▶ [Exercise]
Whenever a line in the entries below contains the string "patch", copy that line.

▶ [Raw data]
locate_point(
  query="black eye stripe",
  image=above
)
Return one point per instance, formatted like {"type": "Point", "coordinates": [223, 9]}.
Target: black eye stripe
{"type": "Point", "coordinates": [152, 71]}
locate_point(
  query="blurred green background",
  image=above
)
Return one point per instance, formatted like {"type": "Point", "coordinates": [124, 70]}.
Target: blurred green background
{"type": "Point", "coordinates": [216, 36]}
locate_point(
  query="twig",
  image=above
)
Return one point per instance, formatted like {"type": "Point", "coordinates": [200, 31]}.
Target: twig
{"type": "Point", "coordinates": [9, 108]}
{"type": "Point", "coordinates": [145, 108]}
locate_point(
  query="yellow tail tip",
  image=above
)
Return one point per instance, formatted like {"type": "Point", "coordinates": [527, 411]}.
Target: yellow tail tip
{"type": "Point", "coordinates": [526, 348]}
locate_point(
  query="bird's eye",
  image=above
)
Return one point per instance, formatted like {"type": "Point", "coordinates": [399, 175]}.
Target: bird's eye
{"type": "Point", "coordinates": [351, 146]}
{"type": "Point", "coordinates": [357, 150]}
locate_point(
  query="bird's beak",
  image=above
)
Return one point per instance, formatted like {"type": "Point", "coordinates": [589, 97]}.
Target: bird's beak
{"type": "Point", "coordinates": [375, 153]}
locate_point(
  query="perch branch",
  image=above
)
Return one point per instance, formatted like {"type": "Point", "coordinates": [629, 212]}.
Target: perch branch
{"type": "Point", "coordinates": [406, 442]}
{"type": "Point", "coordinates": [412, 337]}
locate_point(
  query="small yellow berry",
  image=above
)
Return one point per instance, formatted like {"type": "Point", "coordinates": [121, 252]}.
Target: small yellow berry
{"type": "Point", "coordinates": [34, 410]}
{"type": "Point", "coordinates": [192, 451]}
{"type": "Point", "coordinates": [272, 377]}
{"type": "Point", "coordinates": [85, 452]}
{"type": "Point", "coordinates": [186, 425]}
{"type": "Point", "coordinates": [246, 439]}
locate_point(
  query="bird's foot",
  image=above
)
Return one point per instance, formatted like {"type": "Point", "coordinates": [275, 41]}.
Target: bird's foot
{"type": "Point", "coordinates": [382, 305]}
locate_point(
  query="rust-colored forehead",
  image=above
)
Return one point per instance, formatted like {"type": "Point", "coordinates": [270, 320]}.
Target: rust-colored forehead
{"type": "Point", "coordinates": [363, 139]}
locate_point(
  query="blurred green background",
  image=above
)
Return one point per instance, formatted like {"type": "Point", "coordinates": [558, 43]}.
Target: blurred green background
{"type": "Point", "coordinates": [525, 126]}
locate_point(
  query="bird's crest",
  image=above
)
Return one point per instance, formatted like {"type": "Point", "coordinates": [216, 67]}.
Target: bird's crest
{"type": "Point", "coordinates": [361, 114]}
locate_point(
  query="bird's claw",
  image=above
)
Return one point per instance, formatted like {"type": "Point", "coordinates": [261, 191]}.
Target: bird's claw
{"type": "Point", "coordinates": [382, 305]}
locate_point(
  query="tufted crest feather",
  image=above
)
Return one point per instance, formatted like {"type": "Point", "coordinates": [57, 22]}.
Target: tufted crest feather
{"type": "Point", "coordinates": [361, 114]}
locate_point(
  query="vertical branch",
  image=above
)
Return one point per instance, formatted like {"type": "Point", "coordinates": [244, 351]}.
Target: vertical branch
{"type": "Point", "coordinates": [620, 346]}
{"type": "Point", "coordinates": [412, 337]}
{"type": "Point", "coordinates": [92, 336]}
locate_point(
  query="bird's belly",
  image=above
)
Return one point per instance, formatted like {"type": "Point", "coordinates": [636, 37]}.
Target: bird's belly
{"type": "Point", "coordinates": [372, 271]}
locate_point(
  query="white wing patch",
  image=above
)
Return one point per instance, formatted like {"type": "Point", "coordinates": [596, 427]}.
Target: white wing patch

▶ [Solved exercise]
  query="white wing patch",
Target: white wing patch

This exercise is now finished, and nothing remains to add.